(Listed records begins)

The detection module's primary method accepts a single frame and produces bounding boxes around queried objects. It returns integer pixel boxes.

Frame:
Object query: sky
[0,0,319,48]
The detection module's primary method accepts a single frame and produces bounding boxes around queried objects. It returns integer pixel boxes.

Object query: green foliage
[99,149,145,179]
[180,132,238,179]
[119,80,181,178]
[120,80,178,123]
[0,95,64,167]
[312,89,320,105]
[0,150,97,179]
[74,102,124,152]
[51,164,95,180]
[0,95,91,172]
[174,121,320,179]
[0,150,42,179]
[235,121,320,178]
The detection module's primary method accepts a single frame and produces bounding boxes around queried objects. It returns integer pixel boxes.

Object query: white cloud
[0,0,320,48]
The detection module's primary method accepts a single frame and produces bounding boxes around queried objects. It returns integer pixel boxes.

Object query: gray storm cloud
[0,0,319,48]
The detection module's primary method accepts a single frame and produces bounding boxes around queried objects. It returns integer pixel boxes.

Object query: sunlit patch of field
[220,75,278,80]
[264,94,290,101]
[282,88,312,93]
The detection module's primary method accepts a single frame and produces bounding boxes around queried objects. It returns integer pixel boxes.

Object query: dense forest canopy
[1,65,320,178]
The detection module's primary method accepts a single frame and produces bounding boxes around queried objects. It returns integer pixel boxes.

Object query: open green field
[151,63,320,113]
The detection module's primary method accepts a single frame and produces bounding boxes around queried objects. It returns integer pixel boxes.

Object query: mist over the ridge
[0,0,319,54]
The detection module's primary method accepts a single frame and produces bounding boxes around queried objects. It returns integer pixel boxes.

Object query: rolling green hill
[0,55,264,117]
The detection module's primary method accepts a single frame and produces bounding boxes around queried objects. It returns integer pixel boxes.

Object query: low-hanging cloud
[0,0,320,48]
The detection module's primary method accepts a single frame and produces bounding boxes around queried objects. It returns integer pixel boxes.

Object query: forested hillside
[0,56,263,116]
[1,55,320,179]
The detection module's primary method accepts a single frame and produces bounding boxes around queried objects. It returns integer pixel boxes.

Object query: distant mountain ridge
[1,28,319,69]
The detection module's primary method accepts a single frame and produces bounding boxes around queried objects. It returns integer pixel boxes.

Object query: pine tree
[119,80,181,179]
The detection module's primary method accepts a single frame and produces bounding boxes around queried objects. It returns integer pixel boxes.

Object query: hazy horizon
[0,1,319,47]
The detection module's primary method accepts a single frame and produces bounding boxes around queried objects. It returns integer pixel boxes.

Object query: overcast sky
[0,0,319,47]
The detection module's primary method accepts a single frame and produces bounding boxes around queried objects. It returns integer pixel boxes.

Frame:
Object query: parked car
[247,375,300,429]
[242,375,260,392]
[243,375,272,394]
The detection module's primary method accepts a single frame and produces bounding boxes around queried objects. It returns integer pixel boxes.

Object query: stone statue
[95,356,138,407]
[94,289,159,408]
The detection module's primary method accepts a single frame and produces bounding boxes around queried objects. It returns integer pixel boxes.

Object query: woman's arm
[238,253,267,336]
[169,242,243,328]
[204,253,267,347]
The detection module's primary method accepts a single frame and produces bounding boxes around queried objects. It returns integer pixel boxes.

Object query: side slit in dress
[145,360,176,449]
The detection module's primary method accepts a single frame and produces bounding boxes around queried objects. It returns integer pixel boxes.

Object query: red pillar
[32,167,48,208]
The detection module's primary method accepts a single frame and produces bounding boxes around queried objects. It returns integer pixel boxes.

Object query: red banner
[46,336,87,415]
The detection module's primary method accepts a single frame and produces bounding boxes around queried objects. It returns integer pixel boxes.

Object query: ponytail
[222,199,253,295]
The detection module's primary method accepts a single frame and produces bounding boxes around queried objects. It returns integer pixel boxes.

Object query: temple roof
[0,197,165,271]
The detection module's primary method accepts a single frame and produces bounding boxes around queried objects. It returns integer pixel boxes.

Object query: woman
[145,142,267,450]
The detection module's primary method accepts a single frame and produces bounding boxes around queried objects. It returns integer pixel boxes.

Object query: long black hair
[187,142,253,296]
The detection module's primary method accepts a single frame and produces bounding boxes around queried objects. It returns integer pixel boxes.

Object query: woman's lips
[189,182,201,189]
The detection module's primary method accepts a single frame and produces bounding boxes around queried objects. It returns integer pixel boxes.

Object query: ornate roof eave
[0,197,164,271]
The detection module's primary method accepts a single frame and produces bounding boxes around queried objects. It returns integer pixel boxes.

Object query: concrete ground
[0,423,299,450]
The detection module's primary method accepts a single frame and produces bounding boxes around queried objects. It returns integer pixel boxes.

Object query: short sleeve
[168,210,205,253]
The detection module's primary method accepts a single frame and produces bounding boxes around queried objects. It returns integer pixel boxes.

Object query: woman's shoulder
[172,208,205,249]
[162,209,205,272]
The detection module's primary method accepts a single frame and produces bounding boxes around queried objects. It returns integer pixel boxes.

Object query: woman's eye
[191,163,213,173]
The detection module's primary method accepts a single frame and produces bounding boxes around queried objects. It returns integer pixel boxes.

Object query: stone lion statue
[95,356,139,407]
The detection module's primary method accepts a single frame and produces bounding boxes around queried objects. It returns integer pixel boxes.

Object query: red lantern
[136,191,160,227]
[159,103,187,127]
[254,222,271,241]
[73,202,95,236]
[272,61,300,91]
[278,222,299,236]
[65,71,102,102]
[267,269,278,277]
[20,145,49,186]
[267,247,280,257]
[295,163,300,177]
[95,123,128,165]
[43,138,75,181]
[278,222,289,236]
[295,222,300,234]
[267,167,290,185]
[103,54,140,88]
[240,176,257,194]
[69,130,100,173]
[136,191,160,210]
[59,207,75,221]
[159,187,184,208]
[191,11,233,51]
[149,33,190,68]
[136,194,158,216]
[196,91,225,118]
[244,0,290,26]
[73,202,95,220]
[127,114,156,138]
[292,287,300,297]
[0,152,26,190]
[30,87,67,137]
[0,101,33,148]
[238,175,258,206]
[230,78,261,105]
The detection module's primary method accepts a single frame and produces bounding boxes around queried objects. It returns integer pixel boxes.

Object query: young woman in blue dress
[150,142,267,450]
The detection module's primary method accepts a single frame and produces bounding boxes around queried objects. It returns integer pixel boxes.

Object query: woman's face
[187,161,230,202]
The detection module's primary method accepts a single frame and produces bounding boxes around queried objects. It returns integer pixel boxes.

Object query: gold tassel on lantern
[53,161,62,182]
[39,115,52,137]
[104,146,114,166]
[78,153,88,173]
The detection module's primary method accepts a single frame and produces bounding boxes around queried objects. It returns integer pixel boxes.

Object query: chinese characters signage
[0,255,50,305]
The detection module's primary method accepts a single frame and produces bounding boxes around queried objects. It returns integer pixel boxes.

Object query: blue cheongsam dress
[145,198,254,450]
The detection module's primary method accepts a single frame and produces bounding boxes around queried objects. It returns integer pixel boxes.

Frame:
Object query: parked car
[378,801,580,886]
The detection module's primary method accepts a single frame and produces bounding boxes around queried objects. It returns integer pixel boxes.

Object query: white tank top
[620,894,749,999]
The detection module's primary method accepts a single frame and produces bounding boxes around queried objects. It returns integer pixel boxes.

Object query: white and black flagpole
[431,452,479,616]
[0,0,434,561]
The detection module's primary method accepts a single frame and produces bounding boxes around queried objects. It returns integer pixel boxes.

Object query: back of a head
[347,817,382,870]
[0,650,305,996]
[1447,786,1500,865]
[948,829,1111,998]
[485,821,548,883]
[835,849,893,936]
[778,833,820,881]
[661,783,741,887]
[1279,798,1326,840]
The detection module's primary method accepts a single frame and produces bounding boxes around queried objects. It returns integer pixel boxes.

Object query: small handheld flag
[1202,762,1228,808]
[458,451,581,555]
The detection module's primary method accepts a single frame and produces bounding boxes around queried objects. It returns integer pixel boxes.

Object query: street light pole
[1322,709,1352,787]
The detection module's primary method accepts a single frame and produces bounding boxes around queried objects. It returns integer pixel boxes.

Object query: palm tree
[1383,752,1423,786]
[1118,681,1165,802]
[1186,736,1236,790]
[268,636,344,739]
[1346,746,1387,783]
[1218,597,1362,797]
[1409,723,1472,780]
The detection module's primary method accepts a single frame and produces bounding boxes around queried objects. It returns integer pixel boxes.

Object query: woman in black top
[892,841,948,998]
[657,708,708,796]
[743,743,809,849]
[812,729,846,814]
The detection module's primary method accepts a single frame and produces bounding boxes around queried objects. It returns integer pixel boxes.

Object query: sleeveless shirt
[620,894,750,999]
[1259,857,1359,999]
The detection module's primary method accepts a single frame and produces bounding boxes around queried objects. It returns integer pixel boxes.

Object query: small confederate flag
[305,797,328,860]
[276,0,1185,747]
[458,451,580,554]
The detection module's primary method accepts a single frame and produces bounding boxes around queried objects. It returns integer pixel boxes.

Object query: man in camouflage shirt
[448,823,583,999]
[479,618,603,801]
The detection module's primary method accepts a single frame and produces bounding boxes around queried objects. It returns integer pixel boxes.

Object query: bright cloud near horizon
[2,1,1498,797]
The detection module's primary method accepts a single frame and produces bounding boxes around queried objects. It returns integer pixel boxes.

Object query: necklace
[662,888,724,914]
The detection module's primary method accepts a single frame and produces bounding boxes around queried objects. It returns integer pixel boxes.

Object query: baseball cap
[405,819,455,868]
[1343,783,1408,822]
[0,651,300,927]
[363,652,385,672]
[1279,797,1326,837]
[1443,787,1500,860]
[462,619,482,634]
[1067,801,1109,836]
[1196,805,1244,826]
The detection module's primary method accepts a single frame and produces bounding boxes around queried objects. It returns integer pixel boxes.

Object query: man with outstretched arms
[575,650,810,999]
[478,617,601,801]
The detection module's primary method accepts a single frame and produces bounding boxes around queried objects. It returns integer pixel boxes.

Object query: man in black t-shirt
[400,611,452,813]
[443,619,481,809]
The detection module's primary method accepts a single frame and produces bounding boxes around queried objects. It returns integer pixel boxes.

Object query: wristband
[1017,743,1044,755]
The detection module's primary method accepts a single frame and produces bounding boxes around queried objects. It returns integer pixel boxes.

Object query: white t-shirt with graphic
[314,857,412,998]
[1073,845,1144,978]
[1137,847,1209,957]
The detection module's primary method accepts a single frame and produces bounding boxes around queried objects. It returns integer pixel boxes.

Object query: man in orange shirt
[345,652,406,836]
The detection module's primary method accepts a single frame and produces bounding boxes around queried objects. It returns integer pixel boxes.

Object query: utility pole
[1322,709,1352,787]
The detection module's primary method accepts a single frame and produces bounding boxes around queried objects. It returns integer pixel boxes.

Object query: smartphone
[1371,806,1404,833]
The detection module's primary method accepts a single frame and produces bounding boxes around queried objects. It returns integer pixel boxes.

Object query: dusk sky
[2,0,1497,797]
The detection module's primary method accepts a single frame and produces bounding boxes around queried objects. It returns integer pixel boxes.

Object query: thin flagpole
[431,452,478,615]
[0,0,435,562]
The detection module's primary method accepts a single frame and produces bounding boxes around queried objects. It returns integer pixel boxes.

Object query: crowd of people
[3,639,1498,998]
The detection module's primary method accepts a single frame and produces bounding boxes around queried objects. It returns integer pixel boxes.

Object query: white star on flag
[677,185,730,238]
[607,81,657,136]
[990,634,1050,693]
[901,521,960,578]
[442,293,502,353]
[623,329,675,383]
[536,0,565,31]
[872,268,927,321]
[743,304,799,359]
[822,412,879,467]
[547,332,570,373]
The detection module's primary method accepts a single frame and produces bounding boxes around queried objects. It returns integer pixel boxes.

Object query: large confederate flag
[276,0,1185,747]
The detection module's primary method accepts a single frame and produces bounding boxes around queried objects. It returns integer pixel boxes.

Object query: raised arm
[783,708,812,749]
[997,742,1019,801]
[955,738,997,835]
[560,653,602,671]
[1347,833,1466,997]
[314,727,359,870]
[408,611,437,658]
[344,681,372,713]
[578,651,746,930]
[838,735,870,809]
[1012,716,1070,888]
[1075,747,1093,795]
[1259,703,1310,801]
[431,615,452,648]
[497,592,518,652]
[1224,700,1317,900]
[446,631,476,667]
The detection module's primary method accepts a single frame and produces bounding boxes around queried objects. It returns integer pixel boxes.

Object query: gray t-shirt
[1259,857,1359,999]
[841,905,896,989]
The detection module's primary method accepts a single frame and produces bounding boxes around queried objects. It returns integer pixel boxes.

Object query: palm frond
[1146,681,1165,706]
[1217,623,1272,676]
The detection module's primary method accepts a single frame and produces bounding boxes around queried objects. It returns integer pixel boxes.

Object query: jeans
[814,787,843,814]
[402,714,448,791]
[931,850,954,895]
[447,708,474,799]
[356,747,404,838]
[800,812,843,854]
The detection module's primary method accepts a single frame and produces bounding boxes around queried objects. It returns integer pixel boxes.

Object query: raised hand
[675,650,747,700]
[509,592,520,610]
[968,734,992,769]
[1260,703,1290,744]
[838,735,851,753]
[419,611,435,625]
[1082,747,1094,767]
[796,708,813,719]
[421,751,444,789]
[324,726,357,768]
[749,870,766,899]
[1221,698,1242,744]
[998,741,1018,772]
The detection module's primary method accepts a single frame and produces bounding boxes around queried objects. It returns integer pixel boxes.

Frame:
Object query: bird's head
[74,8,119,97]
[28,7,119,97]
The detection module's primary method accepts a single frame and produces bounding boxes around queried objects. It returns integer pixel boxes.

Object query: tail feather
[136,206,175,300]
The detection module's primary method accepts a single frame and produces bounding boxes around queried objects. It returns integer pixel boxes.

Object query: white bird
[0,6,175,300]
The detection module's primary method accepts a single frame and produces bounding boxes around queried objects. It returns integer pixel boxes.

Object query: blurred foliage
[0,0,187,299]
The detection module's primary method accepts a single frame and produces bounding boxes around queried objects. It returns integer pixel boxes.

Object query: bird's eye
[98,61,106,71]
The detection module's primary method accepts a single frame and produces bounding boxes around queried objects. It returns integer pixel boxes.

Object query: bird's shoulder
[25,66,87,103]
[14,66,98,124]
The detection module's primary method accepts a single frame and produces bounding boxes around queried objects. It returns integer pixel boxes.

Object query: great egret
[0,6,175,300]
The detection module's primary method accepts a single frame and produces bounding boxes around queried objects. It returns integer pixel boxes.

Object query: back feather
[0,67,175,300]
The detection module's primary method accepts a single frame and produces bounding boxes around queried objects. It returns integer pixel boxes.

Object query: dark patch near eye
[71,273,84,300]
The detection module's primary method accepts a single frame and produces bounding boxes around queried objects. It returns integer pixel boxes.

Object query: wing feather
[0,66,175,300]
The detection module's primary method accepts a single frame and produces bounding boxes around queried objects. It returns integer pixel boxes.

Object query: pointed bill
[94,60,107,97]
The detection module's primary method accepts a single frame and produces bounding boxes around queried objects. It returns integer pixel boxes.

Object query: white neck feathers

(Listed records ends)

--- Work to be completed ---
Which lines run from the one containing "Object query: pointed bill" to the end of the data? Output them exactly, with nothing added.

--- Response box ---
Object query: pointed bill
[94,60,107,97]
The detection module's primary method accepts a single frame and produces bounding boxes around queried objects. It returns integer pixel boxes.

Object query: white neck feathers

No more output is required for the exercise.